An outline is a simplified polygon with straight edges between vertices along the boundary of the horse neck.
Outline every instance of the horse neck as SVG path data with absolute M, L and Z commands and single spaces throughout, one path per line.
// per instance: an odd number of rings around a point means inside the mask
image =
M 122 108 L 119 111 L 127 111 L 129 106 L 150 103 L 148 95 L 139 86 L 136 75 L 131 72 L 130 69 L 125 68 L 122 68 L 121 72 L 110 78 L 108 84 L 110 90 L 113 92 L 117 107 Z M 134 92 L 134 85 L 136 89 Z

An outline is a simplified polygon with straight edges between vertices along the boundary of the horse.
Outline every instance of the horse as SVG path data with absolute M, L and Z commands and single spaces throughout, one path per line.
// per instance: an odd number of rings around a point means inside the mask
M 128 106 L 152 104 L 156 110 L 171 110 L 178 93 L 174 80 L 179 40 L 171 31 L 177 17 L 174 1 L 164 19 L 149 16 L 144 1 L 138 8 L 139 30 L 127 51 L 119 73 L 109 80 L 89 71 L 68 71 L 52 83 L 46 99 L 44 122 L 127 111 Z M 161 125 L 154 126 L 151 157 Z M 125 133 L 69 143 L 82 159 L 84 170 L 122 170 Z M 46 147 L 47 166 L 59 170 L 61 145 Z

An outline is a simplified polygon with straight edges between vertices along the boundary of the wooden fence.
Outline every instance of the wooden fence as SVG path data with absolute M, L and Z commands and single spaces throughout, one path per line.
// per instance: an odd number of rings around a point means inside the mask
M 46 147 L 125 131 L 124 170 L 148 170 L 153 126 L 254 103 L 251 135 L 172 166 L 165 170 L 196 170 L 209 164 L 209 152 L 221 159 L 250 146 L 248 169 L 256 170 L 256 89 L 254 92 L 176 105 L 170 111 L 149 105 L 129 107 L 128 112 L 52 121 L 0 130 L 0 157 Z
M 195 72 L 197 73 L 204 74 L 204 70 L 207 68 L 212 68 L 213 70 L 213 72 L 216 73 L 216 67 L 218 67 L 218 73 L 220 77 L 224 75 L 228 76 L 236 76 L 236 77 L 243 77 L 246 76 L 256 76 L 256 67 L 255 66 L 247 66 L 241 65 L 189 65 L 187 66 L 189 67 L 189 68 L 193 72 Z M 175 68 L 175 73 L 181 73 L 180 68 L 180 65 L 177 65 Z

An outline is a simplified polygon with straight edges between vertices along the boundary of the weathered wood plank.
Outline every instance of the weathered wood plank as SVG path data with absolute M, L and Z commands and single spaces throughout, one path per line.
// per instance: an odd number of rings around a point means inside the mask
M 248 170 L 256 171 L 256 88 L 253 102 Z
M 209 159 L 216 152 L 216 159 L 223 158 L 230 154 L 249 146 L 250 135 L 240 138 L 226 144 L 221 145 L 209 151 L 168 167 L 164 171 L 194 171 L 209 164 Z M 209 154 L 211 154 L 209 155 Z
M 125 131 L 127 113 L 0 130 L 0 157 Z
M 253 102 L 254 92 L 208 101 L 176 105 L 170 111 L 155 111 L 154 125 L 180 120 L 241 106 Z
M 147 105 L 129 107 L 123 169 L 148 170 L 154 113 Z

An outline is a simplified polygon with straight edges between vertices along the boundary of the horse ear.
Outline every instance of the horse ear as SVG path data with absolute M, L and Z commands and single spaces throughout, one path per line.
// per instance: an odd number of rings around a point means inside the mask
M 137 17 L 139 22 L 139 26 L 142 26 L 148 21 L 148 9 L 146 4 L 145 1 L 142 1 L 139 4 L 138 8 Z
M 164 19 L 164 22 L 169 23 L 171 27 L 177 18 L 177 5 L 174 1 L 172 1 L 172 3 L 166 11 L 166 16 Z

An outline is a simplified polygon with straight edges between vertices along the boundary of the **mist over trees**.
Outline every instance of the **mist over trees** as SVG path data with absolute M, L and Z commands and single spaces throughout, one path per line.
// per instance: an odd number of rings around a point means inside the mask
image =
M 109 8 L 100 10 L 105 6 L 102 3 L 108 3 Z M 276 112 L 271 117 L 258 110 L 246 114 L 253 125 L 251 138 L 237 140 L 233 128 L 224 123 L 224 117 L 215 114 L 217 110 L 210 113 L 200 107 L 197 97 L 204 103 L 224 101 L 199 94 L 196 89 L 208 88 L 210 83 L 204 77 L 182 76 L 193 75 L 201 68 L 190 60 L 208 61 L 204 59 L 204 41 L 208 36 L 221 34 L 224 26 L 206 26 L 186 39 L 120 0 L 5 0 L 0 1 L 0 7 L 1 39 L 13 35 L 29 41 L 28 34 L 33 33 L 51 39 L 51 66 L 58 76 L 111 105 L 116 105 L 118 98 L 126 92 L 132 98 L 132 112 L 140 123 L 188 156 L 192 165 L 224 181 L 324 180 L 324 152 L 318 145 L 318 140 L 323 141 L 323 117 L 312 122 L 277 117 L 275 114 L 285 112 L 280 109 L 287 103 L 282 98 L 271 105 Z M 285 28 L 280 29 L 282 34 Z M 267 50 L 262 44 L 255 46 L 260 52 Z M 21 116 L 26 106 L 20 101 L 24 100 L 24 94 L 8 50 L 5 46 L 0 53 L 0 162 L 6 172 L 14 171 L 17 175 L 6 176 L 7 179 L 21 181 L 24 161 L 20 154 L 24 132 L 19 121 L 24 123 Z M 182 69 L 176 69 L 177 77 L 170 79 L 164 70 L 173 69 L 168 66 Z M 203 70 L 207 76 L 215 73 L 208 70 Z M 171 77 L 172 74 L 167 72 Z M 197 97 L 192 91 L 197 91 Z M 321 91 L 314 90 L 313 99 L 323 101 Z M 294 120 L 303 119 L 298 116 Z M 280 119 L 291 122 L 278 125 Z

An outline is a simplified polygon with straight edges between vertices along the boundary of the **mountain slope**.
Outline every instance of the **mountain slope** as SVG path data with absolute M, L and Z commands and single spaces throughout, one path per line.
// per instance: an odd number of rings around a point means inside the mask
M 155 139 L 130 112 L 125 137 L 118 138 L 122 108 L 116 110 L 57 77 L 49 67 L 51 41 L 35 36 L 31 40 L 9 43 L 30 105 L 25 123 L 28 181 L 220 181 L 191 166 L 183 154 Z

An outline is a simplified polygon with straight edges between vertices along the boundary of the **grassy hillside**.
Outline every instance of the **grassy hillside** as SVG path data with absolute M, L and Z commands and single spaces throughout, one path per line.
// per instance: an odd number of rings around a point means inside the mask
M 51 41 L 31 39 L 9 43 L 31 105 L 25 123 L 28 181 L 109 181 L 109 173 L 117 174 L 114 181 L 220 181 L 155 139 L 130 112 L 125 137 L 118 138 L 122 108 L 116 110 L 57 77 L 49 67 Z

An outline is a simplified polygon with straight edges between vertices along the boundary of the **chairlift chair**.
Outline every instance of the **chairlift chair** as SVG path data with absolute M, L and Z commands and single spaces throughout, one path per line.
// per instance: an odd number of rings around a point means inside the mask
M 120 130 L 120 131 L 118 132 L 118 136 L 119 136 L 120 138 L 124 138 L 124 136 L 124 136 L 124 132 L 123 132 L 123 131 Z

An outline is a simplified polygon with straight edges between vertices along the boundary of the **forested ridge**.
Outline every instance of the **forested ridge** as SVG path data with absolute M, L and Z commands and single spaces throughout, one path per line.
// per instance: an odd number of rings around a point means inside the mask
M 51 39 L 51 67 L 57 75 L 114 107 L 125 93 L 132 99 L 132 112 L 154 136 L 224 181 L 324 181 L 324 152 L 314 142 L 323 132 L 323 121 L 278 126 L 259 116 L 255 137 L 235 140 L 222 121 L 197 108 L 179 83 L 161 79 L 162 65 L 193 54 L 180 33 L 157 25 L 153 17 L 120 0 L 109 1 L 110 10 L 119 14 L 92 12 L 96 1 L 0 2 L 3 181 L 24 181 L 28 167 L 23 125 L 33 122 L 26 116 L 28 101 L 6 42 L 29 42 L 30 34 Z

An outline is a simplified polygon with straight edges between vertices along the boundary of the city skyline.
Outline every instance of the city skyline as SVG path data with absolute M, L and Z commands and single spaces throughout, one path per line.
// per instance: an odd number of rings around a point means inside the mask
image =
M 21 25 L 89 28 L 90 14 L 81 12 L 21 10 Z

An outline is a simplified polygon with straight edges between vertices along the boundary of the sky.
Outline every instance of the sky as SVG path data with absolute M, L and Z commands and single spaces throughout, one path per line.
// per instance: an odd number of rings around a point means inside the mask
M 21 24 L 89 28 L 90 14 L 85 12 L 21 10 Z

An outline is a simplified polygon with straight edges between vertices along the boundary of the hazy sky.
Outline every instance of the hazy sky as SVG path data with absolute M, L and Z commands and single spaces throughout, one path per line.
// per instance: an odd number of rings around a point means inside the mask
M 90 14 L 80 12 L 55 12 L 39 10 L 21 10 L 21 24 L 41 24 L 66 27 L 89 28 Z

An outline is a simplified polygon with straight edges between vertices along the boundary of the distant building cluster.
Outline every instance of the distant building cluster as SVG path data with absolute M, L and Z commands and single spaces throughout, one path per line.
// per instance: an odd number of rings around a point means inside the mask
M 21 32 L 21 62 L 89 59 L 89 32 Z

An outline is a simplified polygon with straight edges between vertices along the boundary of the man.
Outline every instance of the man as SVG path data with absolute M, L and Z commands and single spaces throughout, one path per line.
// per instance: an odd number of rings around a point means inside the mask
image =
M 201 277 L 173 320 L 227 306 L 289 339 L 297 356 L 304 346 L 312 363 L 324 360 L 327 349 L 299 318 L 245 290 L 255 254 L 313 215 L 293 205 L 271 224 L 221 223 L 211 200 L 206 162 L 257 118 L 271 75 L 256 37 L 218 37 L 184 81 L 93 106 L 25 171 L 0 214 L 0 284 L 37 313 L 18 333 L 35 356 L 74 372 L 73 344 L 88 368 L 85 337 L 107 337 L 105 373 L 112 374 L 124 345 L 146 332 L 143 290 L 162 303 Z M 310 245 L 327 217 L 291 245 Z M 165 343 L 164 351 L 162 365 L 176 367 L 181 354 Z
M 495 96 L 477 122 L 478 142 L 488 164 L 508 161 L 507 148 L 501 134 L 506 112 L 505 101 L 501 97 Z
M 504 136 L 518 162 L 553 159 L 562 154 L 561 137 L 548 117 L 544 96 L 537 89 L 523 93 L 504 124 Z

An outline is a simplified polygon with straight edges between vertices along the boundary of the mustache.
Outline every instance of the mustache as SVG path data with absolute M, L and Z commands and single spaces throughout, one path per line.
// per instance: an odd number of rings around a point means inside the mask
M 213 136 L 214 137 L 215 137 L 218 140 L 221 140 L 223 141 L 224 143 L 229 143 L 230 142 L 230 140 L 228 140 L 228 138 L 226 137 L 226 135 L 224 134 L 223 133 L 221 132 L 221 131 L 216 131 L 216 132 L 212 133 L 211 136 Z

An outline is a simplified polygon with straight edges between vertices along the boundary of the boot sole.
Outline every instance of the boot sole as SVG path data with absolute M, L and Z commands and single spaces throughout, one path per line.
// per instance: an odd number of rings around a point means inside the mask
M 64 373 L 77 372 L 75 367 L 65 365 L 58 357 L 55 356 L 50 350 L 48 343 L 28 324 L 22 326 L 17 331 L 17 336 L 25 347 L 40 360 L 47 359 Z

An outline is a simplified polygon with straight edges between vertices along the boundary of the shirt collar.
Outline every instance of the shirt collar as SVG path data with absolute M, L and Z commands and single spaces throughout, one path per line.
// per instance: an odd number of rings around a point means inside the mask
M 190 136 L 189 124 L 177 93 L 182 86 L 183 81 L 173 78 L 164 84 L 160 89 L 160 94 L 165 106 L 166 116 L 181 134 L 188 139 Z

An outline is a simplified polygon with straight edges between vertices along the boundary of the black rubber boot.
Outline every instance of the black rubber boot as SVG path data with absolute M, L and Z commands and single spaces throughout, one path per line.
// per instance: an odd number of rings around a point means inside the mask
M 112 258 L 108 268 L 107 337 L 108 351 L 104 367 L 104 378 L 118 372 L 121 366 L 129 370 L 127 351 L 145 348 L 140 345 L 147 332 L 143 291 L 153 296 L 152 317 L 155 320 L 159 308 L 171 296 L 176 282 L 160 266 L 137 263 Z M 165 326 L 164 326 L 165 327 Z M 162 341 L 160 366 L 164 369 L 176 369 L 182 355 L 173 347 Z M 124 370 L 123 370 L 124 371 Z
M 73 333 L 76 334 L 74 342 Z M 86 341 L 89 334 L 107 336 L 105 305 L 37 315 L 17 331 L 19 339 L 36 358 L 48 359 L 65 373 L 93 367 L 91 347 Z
*****
§ What the task asks
Copy each line exactly, from the line containing "the shirt collar." down to the last line of the material, and no other lines.

§ Reply
An outline is a simplified polygon with straight edges between vertices along the boundary of the shirt collar.
Outline every instance of the shirt collar as SVG path data with absolute M, L and Z commands and single spaces throughout, one path per line.
// per instance: an odd number of rings around a point means inside the mask
M 190 136 L 189 124 L 177 93 L 182 86 L 183 81 L 173 78 L 164 84 L 160 89 L 160 94 L 165 106 L 166 116 L 181 134 L 188 139 Z

An outline is a simplified polygon with straight edges between vertices along the boundary of the black rubber boot.
Outline every instance of the black rubber boot as SVG path data with absolute M, L and Z commands and single spaces throughout, one path per line.
// per instance: an odd number of rings around a point means inside the mask
M 112 258 L 108 268 L 107 337 L 108 351 L 104 367 L 104 378 L 118 372 L 121 366 L 129 370 L 127 351 L 145 348 L 140 345 L 147 332 L 143 291 L 153 296 L 152 317 L 155 320 L 159 308 L 171 296 L 176 282 L 160 266 L 137 263 Z M 165 326 L 164 326 L 165 327 Z M 162 341 L 160 366 L 164 369 L 176 369 L 182 355 L 173 347 Z M 124 370 L 123 370 L 124 371 Z
M 73 333 L 76 334 L 74 342 Z M 86 341 L 89 334 L 107 336 L 105 305 L 37 315 L 17 331 L 19 339 L 36 358 L 48 359 L 65 373 L 93 367 L 91 347 Z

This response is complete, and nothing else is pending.